ENTRIES PROVIDED:
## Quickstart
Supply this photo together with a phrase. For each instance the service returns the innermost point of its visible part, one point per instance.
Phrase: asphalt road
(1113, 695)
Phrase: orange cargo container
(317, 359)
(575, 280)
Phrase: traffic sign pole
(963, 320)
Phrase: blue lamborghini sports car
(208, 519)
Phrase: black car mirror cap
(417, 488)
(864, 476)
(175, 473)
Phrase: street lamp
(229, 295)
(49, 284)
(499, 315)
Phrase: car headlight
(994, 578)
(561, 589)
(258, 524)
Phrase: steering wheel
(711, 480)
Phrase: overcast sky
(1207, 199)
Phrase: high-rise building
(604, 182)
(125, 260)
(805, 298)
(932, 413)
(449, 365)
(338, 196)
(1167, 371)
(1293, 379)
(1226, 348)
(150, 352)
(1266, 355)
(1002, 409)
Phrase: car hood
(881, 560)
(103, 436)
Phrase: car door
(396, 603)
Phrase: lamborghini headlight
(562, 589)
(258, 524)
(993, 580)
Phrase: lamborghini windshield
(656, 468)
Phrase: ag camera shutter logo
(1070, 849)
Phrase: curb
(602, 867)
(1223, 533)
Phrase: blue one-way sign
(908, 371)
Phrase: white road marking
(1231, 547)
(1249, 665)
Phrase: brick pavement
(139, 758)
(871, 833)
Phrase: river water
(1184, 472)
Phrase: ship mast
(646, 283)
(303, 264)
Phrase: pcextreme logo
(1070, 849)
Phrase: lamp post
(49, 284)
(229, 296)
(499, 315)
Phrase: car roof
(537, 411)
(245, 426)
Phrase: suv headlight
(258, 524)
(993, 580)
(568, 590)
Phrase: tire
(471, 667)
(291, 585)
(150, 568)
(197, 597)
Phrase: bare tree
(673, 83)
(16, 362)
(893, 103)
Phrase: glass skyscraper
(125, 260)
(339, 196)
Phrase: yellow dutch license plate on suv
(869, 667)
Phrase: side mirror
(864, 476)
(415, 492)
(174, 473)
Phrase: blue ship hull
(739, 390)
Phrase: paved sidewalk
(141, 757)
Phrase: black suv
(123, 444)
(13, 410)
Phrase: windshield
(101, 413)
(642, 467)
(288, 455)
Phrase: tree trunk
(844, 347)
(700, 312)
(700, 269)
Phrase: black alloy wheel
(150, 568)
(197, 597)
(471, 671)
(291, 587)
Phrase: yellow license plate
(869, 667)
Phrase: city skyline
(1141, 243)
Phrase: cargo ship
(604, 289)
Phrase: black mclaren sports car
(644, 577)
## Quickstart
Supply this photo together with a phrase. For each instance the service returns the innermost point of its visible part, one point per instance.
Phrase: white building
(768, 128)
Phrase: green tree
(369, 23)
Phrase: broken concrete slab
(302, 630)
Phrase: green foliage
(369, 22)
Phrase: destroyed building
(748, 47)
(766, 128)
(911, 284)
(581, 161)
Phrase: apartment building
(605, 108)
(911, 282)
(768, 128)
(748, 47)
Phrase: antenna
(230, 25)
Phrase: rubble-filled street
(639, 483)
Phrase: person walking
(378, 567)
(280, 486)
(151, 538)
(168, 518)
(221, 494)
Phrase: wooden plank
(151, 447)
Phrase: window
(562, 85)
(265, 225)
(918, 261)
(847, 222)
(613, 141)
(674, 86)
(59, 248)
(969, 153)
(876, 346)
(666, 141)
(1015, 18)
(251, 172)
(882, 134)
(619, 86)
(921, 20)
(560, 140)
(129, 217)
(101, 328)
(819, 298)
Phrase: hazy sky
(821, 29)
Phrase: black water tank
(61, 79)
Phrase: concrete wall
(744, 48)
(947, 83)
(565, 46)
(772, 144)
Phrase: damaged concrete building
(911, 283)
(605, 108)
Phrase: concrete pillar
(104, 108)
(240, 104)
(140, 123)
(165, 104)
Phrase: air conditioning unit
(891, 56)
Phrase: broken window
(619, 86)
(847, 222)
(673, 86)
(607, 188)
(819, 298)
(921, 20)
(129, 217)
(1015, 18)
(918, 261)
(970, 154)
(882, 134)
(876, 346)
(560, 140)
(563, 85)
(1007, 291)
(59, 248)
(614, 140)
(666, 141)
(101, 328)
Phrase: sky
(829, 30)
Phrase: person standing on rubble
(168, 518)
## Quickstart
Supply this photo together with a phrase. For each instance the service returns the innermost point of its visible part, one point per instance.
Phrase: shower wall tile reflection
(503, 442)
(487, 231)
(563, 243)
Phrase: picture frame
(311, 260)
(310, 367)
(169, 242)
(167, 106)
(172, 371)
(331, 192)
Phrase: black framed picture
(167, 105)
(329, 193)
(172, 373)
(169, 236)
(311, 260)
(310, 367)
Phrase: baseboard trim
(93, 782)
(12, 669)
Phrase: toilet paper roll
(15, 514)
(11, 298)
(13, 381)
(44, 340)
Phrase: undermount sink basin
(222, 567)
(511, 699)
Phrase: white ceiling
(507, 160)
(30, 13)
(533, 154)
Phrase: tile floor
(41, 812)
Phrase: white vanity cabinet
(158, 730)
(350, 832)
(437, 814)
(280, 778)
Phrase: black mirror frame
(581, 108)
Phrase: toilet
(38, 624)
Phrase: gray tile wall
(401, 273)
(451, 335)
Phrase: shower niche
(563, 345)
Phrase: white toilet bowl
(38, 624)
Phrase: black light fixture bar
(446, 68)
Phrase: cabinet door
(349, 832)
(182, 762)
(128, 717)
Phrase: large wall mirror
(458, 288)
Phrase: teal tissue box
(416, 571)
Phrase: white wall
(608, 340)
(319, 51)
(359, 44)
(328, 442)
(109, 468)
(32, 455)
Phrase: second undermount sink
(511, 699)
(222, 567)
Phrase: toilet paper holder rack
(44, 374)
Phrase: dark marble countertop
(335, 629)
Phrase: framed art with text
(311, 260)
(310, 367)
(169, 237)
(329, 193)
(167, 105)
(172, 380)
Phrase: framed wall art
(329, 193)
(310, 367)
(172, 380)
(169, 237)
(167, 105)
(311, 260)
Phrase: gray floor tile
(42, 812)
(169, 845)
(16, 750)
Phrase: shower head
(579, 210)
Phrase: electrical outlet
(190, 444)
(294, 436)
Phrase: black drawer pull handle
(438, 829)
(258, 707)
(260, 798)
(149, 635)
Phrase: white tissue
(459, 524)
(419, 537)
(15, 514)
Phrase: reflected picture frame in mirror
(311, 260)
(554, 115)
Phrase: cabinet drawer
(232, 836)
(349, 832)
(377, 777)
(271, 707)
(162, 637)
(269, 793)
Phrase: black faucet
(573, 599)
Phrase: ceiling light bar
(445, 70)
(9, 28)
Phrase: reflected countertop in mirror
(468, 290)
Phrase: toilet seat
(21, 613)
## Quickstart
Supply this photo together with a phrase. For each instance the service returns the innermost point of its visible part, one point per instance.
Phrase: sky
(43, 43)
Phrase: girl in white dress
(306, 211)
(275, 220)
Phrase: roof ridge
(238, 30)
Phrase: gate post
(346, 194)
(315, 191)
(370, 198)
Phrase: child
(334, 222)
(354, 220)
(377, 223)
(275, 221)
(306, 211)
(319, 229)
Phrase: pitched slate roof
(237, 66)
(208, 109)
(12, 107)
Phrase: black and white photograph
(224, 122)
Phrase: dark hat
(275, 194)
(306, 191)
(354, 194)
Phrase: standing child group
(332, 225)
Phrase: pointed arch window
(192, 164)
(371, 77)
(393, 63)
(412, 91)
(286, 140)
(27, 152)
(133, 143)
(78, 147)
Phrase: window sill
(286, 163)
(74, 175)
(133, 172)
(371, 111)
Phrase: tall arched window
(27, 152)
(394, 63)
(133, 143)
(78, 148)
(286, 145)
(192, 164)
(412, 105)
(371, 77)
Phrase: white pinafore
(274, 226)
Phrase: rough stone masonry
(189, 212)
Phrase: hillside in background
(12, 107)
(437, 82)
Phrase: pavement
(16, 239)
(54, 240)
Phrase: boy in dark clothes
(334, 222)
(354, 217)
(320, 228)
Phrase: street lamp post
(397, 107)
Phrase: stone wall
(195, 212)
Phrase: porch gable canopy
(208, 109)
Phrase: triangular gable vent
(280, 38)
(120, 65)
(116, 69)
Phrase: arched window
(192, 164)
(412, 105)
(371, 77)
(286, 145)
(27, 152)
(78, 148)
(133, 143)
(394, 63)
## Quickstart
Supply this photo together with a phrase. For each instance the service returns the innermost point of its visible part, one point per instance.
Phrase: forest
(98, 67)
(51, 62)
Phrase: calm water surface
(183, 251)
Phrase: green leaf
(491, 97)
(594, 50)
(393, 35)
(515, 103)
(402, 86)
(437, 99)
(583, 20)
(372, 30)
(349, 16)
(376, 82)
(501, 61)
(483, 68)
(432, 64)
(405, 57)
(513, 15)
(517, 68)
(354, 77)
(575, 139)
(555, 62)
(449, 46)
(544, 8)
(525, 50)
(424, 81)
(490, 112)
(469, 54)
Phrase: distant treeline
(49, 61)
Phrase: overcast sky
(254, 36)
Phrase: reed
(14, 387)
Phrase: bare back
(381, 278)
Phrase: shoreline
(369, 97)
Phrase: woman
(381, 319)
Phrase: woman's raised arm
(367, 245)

DIRECTIVE: In the records above, return only the line that contains "Phrase: window sill" and every line after it through the last, exactly as they appear.

SOLUTION FOR THIS TASK:
Phrase: window sill
(286, 163)
(74, 175)
(133, 172)
(371, 111)
Phrase: tall arched window
(27, 152)
(394, 63)
(133, 143)
(78, 148)
(286, 145)
(192, 164)
(412, 105)
(371, 77)
Phrase: white pinafore
(274, 226)
Phrase: rough stone masonry
(189, 212)
Phrase: hillside in background
(12, 107)
(437, 82)
Phrase: pavement
(16, 239)
(54, 240)
Phrase: boy in dark clothes
(334, 222)
(354, 217)
(320, 228)
Phrase: street lamp post
(397, 107)
Phrase: stone wall
(195, 212)
Phrase: porch gable canopy
(208, 109)
Phrase: triangular gable vent
(280, 38)
(120, 65)
(116, 69)
Phrase: arched window
(192, 164)
(412, 105)
(371, 77)
(286, 145)
(27, 152)
(78, 148)
(133, 143)
(394, 63)
## Quickstart
Supply this photo together with a phrase. For each instance the service returns the innermost point of its visible part, one point per instance.
Phrase: forest
(98, 67)
(51, 62)
Phrase: calm water surface
(183, 251)
Phrase: green leaf
(491, 97)
(594, 50)
(393, 35)
(515, 103)
(402, 86)
(437, 99)
(583, 20)
(372, 30)
(349, 16)
(376, 82)
(501, 61)
(483, 68)
(432, 64)
(405, 57)
(513, 15)
(517, 68)
(354, 77)
(575, 139)
(555, 62)
(449, 46)
(544, 8)
(525, 50)
(424, 81)
(490, 112)
(469, 54)
Phrase: distant treeline
(49, 61)
Phrase: overcast sky
(254, 36)
Phrase: reed
(14, 387)
Phrase: bare back
(381, 278)
Phrase: shoreline
(369, 97)
Phrase: woman
(381, 319)
Phrase: woman's raised arm
(367, 245)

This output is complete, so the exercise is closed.